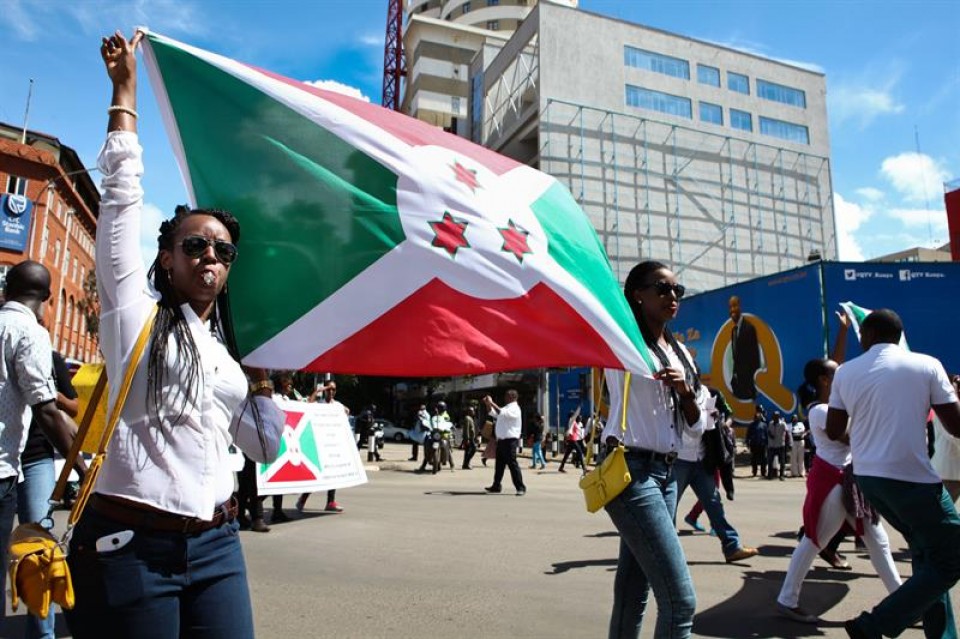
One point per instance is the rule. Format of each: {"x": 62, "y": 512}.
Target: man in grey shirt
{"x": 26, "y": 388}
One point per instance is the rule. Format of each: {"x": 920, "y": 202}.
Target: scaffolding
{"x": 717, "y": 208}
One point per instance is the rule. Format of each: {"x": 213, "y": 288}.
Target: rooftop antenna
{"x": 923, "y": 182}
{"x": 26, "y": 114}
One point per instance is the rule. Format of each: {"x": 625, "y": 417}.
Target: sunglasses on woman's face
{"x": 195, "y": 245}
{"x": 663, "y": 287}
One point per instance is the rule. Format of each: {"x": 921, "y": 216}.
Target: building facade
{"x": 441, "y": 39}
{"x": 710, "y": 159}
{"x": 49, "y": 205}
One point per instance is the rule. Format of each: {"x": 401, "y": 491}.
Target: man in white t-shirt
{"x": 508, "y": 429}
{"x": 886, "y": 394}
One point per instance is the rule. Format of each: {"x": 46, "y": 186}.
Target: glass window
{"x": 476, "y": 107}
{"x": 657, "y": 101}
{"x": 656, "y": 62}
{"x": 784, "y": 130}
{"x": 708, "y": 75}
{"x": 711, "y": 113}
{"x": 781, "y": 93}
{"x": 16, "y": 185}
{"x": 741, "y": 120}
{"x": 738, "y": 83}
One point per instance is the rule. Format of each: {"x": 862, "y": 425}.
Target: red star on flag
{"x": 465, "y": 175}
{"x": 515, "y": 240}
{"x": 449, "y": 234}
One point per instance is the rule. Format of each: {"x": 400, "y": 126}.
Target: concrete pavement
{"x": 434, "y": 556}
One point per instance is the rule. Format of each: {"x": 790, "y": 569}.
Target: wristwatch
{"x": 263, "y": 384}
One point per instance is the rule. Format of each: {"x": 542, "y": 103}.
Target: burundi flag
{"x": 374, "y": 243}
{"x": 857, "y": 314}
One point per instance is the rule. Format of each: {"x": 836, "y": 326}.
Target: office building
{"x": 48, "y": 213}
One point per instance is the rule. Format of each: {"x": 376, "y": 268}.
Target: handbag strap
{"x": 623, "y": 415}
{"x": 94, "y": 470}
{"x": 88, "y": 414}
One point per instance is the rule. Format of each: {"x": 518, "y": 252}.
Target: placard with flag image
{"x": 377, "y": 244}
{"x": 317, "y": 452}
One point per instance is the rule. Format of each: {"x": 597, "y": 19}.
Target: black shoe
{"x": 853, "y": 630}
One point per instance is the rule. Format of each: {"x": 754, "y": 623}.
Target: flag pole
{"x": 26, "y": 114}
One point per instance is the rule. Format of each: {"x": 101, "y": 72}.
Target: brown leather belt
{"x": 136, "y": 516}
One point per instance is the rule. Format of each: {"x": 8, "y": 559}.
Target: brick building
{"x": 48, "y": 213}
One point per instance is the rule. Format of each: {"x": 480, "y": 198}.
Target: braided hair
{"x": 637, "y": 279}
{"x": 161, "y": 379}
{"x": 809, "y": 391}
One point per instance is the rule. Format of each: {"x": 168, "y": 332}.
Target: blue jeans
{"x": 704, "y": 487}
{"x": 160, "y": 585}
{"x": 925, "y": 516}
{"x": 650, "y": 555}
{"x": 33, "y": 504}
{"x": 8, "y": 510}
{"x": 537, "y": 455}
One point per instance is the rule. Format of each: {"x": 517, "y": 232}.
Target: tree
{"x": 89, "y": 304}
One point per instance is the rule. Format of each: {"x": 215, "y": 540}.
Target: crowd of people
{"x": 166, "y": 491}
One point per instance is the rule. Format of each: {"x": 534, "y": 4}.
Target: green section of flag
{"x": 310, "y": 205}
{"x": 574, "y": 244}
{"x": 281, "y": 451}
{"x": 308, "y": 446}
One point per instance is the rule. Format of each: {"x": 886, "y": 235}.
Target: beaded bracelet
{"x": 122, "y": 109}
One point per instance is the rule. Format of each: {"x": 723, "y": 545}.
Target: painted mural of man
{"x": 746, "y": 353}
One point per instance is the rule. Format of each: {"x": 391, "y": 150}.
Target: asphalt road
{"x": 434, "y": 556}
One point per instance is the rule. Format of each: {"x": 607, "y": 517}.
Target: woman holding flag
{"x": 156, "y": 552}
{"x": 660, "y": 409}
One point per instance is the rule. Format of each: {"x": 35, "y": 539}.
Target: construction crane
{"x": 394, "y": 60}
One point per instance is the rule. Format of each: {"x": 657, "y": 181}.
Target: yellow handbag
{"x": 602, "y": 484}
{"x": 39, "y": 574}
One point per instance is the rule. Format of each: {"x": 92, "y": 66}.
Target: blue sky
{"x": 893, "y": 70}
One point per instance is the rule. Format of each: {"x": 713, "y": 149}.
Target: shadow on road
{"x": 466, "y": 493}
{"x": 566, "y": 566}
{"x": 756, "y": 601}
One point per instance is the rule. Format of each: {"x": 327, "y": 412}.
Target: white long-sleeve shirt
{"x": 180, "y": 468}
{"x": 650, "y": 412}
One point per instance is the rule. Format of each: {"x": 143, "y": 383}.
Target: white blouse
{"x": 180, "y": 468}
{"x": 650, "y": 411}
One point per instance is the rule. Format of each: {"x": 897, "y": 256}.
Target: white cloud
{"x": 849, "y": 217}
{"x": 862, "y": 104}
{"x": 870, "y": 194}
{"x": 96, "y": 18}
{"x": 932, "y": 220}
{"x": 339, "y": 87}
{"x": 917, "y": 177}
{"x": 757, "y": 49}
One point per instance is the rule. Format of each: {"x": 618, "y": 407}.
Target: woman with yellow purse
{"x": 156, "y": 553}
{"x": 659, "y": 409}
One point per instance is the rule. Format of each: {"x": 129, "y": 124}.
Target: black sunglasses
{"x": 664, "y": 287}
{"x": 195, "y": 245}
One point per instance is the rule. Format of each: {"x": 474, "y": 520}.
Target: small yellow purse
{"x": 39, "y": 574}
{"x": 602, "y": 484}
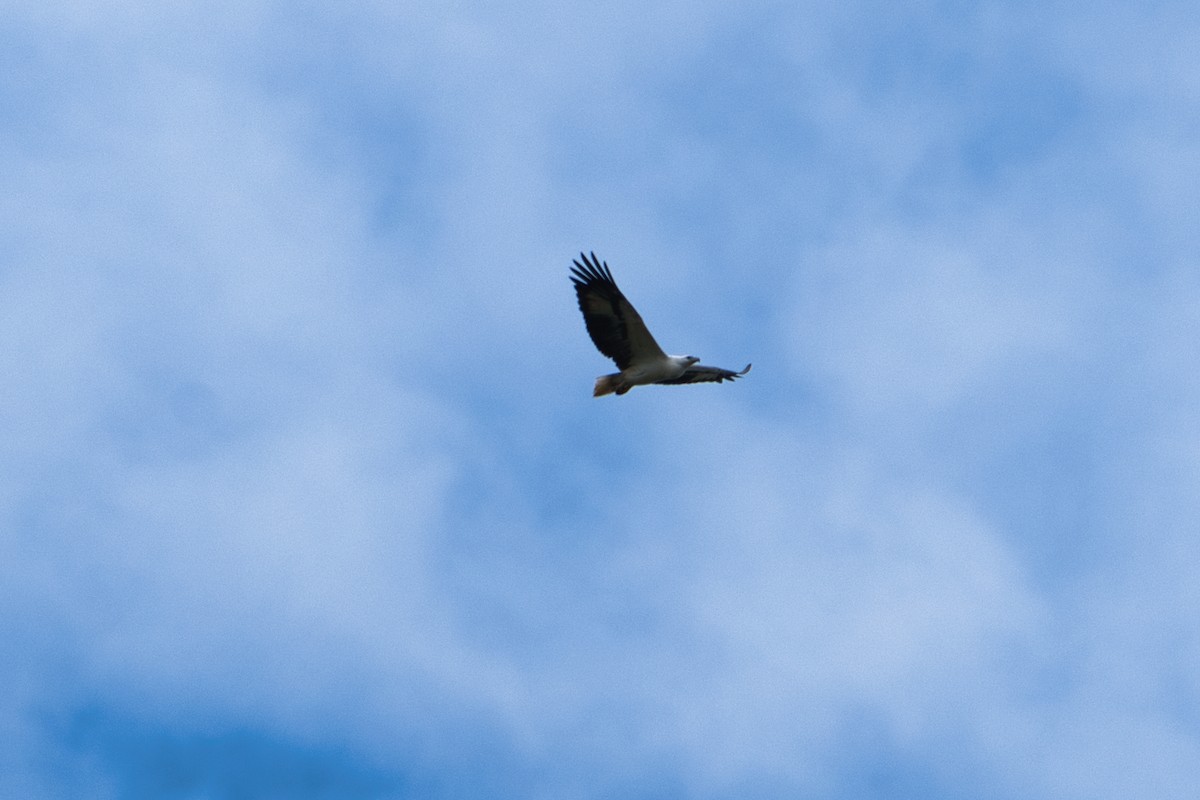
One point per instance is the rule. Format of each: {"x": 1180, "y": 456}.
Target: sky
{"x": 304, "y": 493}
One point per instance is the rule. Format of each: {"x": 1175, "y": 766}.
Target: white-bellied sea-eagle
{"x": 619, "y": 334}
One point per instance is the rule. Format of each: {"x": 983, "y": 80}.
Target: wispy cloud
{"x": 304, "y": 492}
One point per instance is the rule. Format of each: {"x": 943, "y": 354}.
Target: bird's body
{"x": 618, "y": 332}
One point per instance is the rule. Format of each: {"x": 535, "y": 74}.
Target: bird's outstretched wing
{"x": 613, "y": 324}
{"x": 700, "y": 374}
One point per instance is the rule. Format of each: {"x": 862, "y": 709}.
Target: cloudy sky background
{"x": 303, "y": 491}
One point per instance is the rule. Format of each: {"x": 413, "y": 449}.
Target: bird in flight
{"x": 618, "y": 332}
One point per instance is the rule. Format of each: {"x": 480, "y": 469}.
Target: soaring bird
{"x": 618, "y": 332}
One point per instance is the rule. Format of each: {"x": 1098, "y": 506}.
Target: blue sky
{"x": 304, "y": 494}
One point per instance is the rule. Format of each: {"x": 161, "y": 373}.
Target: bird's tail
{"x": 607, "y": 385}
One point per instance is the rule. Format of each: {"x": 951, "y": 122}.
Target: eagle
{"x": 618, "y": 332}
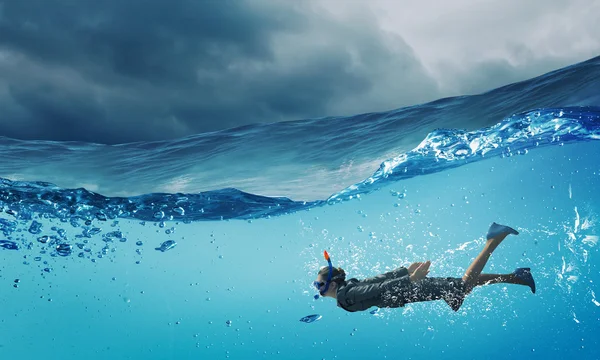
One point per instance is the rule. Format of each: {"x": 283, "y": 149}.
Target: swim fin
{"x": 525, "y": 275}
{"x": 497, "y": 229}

WORK TO DO
Which lines in the records contain the string "handbag"? Find each one and copy it whole, treating uppercase and lowercase as different.

WRITTEN REPLY
Target: handbag strap
Target: yellow handbag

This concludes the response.